** Reading text follows **
Artist Communities Alliance
- Location: P.O.Box 23212 Providence, Rhode Island, U.S.;
- Website: artistcommunities.org

= Alliance of Artists Communities =

Artists' non-profit organization

Artist Communities Alliance (ACA), formerly known as Alliance of Artists Communities, is an international non-profit arts organization. Founded in 1991 following a pilot program and recommendation through the MacArthur Foundation, the organization is focused on advocacy, promotion, and cultivation of residencies for artists and artist communities. The organization created the first national directory of artist communities in 1995 and today maintains a directory of over 300 international artist residency organizations. In addition to the residency directory, Artist Communities Alliance provides networking, year-round virtual programing and resources for artist residency programs, as well as grantmaking and consortia programs.
** End of Reading text **
### Activities
a: Copy the stretch of the Artist Communities Alliance text from "Artists' non-profit organization" through "and consortia programs." word for word.
b: Resume the text about the Artist Communities Alliance, starting after its last sentence.
** Available data follows **
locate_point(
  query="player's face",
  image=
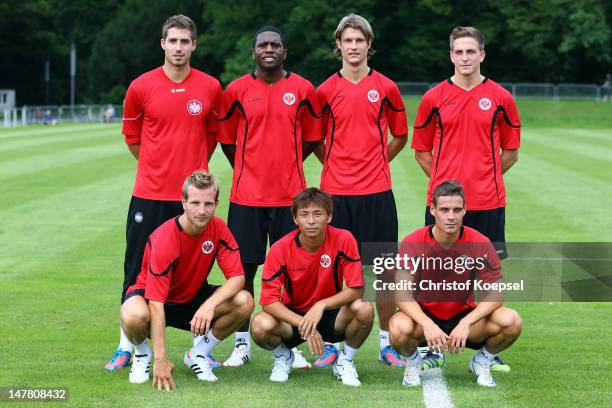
** End of Available data **
### Answers given
a:
Artists' non-profit organization

Artist Communities Alliance (ACA), formerly known as Alliance of Artists Communities, is an international non-profit arts organization. Founded in 1991 following a pilot program and recommendation through the MacArthur Foundation, the organization is focused on advocacy, promotion, and cultivation of residencies for artists and artist communities. The organization created the first national directory of artist communities in 1995 and today maintains a directory of over 300 international artist residency organizations. In addition to the residency directory, Artist Communities Alliance provides networking, year-round virtual programing and resources for artist residency programs, as well as grantmaking and consortia programs.

b:
Members of ACA include the MacDowell Colony in Peterborough, New Hampshire, Sculpture Space in Utica, New York, the Archie Bray Foundation for the Ceramic Arts in Helena, Montana, Banff Centre for Arts and Creativity in Banff, Alberta, and Bemis Center for Contemporary Arts in Omaha, Nebraska.

The organization moved from being headquartered in Providence, Rhode Island, which was the product of a 2002 invitation by then Rhode Island School of Design president Roger Mandle, to being fully remote after the onset of the COVID-19 pandemic. The Alliance was led by Lisa Funderburke Hoffman as the President + CEO from 2016 to January 2026; the ACA maintains a small staff across the United States.